Yea; we have as much right to keep guns in our hands as Bibles or the Wall Street Journal,
with NO explanations owed to anyone.
However: government CAN exercize jurisdiction over conspicuously dangerous MEN, not over their equipment.



Joe Nation wrote:
Maybe we should raise taxes on ammuntion sales
specifcially ear-marked for the local mental health clinic.
Constitutional rights remain IMMUNE from taxation.




Joe Nation wrote:
Or anytime there is a mass shooting, every gunowner for ten square miles
has to pay $100.00 per gun times the number of fatalities.
That makes no sense; it is the antithesis of logic,
as well as being blatantly unConstitutional. If u wanna change
the basic relationship between government and its creators,
the citizens, then u must succeed in enacting a Consitutional amendment.
We freedom lovers will fight u every step of the way.
We will win; u will lose. Freedom will prevail (continually).




Joe Nation wrote:
Maybe then, gun owners would start to pay attention to who the heck has lethal weapons.
That is none of our business; it remains a purely private, personal matter.




Joe Nation wrote:
Aidan (sorry for the previous mis-spelling) asked:
Aidan wrote:
Who have you heard say that anyone has the right to use a gun to kill people-
(which is what a 'psycho' with a gun) would implicitely do?

Joe Nation wrote:
You mean besides David?
A lot depends on what your target is DOING
when u open up on him.

### Dataset extract
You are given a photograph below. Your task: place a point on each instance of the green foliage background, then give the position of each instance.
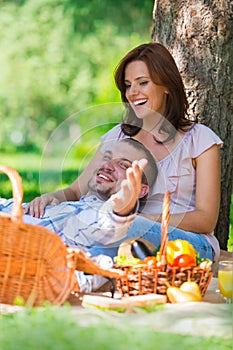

### What to do
**1)** Print the part of the gun rights forum exchange between "That makes no" and "has lethal weapons.", inclusive, word for word.
**2)** Proceed with the gun rights forum exchange, picking up right after its last line.

### Results by task
**1)**
That makes no sense; it is the antithesis of logic,
as well as being blatantly unConstitutional. If u wanna change
the basic relationship between government and its creators,
the citizens, then u must succeed in enacting a Consitutional amendment.
We freedom lovers will fight u every step of the way.
We will win; u will lose. Freedom will prevail (continually).




Joe Nation wrote:
Maybe then, gun owners would start to pay attention to who the heck has lethal weapons.

**2)**
Joe Nation wrote:
I've known plenty of Americans who believe it's perfectly within anyone's rights to carry a semi-automatic pistol and use it lethally even in circumstances which, even to a slightly pudgy senior citizen like me, would find barely threatening.
Humor aside: defensive gunnery is appropriate only when
the gunner is fighting back against a predatory attack of significant violence.

One shud not discharge his weapon promiscuously.



Joe Nation wrote:
When they do shoot someone, the gun community is either silent
or seeks to find some slim reason why the weapon needed to be used.
OF COURSE, we r silent, unless we find something we wanna say.
Its the same as the car owning community,
when we hear of a ghastly collision; i.e., that is not my problem.
I refuse to organize a lynch mob to chase negligent drivers.
I will mind my own business.



Joe Nation wrote:
The gun community ought to be outraged that one of their members acted so irresponsibly.
No. That idea is nonsense.
According to Ted Kennedy, some years ago, there r 8O,OOO,OOO gun owners in America.
I 'm sure that there r MORE now.
Gun sales have skyrocketed, with huge numbers of the ladies joining us freedom lovers.
Of those many millions, only the tiniest little fraction thereof, far less than 1%, has been criminally violent.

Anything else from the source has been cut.